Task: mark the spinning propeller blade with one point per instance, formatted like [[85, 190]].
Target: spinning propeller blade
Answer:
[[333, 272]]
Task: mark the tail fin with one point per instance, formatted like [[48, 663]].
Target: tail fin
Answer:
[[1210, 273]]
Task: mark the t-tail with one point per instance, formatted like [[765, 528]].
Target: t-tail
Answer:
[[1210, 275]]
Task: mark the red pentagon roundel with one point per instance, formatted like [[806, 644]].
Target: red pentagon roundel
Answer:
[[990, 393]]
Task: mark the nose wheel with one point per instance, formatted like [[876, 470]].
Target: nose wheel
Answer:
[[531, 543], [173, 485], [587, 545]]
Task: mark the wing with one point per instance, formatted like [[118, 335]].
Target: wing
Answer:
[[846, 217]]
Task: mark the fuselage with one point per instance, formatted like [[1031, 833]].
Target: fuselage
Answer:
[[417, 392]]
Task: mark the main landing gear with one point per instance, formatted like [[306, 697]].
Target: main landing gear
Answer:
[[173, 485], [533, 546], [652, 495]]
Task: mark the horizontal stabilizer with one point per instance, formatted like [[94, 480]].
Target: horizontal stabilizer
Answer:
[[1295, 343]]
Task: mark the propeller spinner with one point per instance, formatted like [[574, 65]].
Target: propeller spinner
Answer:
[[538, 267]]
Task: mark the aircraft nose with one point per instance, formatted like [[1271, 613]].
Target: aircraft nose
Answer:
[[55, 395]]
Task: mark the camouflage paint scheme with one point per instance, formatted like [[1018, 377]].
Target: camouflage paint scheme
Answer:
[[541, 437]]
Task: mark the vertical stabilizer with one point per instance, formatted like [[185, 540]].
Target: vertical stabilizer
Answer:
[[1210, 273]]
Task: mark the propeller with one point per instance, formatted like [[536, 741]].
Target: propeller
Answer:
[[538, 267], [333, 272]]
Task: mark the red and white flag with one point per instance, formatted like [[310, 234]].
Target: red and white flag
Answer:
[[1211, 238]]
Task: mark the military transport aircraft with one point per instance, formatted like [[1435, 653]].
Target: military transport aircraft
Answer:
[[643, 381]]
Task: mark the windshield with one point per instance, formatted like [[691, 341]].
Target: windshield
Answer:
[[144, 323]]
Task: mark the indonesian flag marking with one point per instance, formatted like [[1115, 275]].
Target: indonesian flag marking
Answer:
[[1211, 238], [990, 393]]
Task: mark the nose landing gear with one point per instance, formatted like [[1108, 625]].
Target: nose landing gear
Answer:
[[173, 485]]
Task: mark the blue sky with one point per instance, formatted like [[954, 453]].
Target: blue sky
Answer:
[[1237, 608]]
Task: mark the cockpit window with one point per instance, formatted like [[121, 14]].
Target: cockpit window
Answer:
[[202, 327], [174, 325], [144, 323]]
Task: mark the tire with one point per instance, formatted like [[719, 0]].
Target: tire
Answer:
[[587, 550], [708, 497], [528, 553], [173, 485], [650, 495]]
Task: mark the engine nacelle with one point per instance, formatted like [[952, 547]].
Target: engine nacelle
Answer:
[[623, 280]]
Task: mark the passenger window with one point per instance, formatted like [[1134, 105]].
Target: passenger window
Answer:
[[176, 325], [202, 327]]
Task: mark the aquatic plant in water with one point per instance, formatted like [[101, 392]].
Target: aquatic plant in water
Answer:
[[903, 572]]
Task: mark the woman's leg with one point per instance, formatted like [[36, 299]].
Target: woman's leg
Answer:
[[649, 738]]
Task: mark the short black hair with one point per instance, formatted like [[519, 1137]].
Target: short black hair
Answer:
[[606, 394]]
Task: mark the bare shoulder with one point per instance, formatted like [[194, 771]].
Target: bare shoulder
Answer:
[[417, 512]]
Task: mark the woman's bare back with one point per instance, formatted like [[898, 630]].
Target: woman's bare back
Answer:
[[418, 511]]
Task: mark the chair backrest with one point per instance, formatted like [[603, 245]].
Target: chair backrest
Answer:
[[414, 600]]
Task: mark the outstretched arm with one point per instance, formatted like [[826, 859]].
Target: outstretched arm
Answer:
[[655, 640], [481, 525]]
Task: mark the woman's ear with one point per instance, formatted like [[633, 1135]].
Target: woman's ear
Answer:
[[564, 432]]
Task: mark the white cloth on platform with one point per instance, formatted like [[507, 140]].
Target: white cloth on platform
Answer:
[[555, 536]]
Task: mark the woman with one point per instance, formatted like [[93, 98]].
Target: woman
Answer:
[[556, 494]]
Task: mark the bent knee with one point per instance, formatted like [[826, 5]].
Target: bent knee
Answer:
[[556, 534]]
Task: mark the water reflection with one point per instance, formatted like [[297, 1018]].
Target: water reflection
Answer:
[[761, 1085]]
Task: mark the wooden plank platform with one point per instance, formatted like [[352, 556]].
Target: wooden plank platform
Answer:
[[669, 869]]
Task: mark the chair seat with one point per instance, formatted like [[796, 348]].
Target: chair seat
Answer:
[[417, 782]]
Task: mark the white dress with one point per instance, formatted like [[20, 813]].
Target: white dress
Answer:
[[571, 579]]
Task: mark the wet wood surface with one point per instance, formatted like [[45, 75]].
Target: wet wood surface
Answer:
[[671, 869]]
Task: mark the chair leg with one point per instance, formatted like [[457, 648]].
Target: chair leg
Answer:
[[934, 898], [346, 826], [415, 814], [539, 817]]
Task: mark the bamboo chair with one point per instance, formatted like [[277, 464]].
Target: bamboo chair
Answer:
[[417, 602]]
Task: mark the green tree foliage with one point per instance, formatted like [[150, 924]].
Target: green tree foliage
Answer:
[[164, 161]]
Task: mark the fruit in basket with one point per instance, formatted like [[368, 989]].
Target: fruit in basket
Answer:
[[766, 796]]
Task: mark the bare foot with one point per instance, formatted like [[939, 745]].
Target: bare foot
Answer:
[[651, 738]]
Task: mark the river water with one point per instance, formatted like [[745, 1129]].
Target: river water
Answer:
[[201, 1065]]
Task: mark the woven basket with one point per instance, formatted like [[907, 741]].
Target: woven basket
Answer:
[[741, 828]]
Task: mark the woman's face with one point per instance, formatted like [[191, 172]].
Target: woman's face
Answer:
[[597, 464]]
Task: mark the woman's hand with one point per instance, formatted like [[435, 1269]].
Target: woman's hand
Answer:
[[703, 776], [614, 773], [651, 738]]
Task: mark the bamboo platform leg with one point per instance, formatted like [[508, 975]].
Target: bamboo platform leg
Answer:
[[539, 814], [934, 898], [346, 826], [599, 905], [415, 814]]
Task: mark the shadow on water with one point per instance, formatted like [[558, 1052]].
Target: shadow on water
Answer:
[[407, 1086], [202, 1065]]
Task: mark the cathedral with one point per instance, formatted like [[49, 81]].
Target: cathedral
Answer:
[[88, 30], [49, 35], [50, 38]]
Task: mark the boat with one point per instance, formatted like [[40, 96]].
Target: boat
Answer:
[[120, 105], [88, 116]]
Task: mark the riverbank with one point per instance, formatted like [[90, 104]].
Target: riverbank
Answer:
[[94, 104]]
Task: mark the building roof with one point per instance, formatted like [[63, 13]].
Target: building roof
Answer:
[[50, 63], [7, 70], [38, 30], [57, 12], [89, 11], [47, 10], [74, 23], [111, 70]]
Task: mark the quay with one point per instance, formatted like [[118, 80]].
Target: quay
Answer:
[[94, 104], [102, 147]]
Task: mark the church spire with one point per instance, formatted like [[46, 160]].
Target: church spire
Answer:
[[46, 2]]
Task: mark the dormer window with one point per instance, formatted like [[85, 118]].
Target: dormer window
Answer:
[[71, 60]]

########

▶ **GIVEN INSTRUCTION**
Put every row above into a two-column CSV with the header instruction,points. Each row gets one line, with its task text and its answer each in a single quoted field and any line breaks replaced by spaces.

▶ **COMPLETE RESPONSE**
instruction,points
"Task: mark the spinning propeller blade with one point per instance, formatted like [[85, 190]]. Target: spinning propeller blade Answer:","[[333, 272]]"
"Task: mark the tail fin with one point per instance, formatted like [[48, 663]]. Target: tail fin Answer:","[[1210, 273]]"
"Task: mark the t-tail with one point per instance, formatted like [[765, 528]]. Target: t-tail Answer:","[[1210, 275]]"
"Task: mark the red pentagon roundel with one point per instance, formatted like [[806, 644]]. Target: red pentagon roundel Answer:","[[990, 393]]"
"Task: mark the nose wheel with one point per instance, formatted like [[876, 470]]. Target: nose wheel Answer:","[[531, 543], [173, 485], [587, 545]]"
"Task: mark the wing with one point per instance, formatted like [[118, 335]]. Target: wing Answer:","[[846, 217]]"
"Task: mark the fuselage with one point per instance, formatted like [[1031, 833]]. Target: fuselage Answer:","[[417, 392]]"
"Task: mark the main landing gear with one point per instance, formatted like [[306, 697]]. Target: main landing gear Answer:","[[173, 485], [533, 546], [652, 495]]"
"Task: mark the horizontal stabilizer with one point per instance, formatted like [[94, 480]]. Target: horizontal stabilizer Answer:","[[1295, 343]]"
"Task: mark the propeller spinner with one point per instance, formatted like [[574, 65]]. Target: propeller spinner Answer:","[[538, 267]]"
"Task: mark the aircraft nose with one point per instance, formatted like [[1271, 613]]. Target: aircraft nose Answer:","[[55, 395]]"
"Task: mark the camouflage paint scheme with one point per instance, formatted like [[1018, 377]]. Target: camouflage paint scheme Answer:","[[541, 437]]"
"Task: mark the vertical stabilizer with one point per instance, formatted like [[185, 540]]. Target: vertical stabilizer Answer:","[[1210, 273]]"
"Task: mark the propeller with one point per instance, formatted like [[536, 741]]. Target: propeller Answer:","[[538, 267], [333, 272]]"
"Task: mark the red and white flag with one point per instance, formatted like [[310, 234]]. Target: red and white flag Answer:","[[1211, 238]]"
"Task: mark the military transport aircraft with one point per instance, formatted like [[1435, 653]]. Target: military transport aircraft Answer:","[[643, 381]]"
"Task: mark the windshield with one point per instance, formatted like [[691, 341]]. Target: windshield Answer:","[[144, 323]]"
"Task: mark the indonesian flag marking with one point per instance, formatted like [[1115, 275]]. Target: indonesian flag marking Answer:","[[1211, 238], [990, 393]]"
"Task: mark the nose landing gear with one point per instance, formatted like [[1108, 625]]. Target: nose landing gear Answer:","[[173, 485]]"
"Task: mark the blue sky with one point per instance, formatted like [[954, 453]]. Target: blue sky Answer:","[[1237, 608]]"
"Task: mark the cockpit window with one point per instance, formatted like [[121, 14]]. Target: cockpit window Answer:","[[202, 327], [174, 325], [144, 323]]"
"Task: mark the tire with one point per instance, formatted like [[719, 0]]. Target: tire Answer:","[[587, 550], [708, 497], [528, 553], [173, 485], [650, 495]]"
"Task: mark the engine nacelle with one point per instance, formatted like [[952, 547]]. Target: engine nacelle Answer:","[[623, 280]]"
"Task: mark the passenger window with one point per instance, formatted like [[1134, 105]]. Target: passenger window Answer:","[[176, 325], [202, 327]]"
"Task: mark the aquatic plant in water with one point per instance, formatted like [[101, 392]]. Target: aquatic plant in water Answer:","[[903, 572]]"
"Task: mark the woman's leg with one point per instance, formatted like [[36, 299]]. Target: woman's leg Answer:","[[649, 738]]"
"Task: mark the short black hair with one point per instance, formatted like [[519, 1137]]. Target: short black hair Answer:","[[606, 394]]"
"Task: mark the bare shoulder with one point per instance, formatted like [[194, 771]]. Target: bare shoulder Answer:","[[417, 512]]"
"Task: mark the woman's bare back with one point per instance, formatted like [[898, 630]]. Target: woman's bare back Answer:","[[418, 511]]"
"Task: mark the chair backrest with one point per instance, formatted like [[603, 245]]. Target: chair backrest Answer:","[[414, 600]]"
"Task: mark the outstretched arm with one point per instance, formatted like [[826, 859]]. Target: outstretched arm Answer:","[[655, 640], [481, 525]]"
"Task: mark the woman's ear with one point per instance, formatted like [[633, 1135]]. Target: woman's ear Answer:","[[564, 432]]"
"Task: mark the white cloth on platform with one point per instance, formatted like [[507, 140]]. Target: white cloth on platform Answer:","[[555, 536]]"
"Task: mark the woman with one point per instance, formatted like [[93, 98]]. Target: woman Answer:","[[556, 494]]"
"Task: mark the bent knee with one point per instance, formatted like [[826, 5]]. Target: bent knee Answer:","[[556, 534]]"
"Task: mark the water reflection with one point per instance, formatted like [[297, 1018]]. Target: water reflection Answer:","[[761, 1085]]"
"Task: mark the wooden plank platform with one point per instance, formatted like [[352, 556]]. Target: wooden plank platform Answer:","[[669, 869]]"
"Task: mark the chair seat with one point per instance, formatted like [[796, 348]]. Target: chair seat Answer:","[[417, 782]]"
"Task: mark the white dress with one point per instance, formatted like [[20, 813]]. Target: white dress Answer:","[[571, 579]]"
"Task: mark the wet wood surface with one point per instance, formatted like [[45, 75]]. Target: wet wood surface Answer:","[[671, 869]]"
"Task: mark the chair leg with one point per instance, formatted like [[457, 648]]. Target: chair leg Answer:","[[934, 898], [346, 826], [415, 814], [539, 817]]"
"Task: mark the bamboo chair with one point per instance, formatted like [[277, 464]]. Target: bamboo chair Answer:","[[417, 602]]"
"Task: mark the green tree foliage with one point per instance, formatted like [[150, 924]]. Target: green tree foliage Answer:","[[164, 161]]"
"Task: mark the fruit in basket with one point per instance, formatted like [[368, 989]]. Target: fruit in basket Answer:","[[766, 796]]"
"Task: mark the bare foot with one point per instance, formatted like [[939, 745]]. Target: bare foot Answer:","[[651, 738]]"
"Task: mark the river water with one point per instance, formatted like [[745, 1129]]. Target: river water Answer:","[[201, 1065]]"
"Task: mark the woven basket with one point per instance, formatted like [[907, 741]]. Target: woven basket Answer:","[[741, 828]]"
"Task: mark the woman's face with one point per instance, formatted like [[191, 172]]. Target: woman's face Answer:","[[597, 464]]"
"Task: mark the woman's hand with one point per instance, formatted like [[435, 1269]]. Target: woman's hand Answer:","[[703, 776], [614, 773], [651, 738]]"
"Task: mark the bamboo platform leg with one point per instance, formatted like [[508, 975]]. Target: bamboo platform leg Answer:","[[539, 814], [934, 898], [346, 826], [599, 905], [415, 814]]"
"Task: mark the shadow on water with one point per instance, formatted like [[558, 1052]]. Target: shadow on water Answer:","[[407, 1086], [202, 1065]]"
"Task: mark the cathedral with one point per instance, formatted like [[49, 81]]. Target: cathedral Answer:","[[88, 30], [49, 35], [50, 38]]"
"Task: mark the boat with one point per instance, formatted like [[40, 96]]. Target: boat Answer:","[[120, 105], [88, 116]]"
"Task: mark the riverbank with one point per instance, formatted like [[90, 104]]. Target: riverbank Answer:","[[94, 104]]"
"Task: mark the building roof with one point per instance, formatted like [[63, 13]]. Target: building roof Answer:","[[50, 63], [7, 70], [38, 30], [57, 12], [89, 11], [47, 10], [74, 23], [111, 70]]"
"Task: mark the quay with one point per instance, formatted like [[118, 80]]. Target: quay Answer:","[[94, 104], [102, 147]]"
"Task: mark the church spire with one point per instance, formatted like [[46, 160]]. Target: church spire Answer:","[[46, 2]]"
"Task: mark the dormer window with one point per instance, formatted like [[85, 118]]. Target: dormer window Answer:","[[71, 60]]"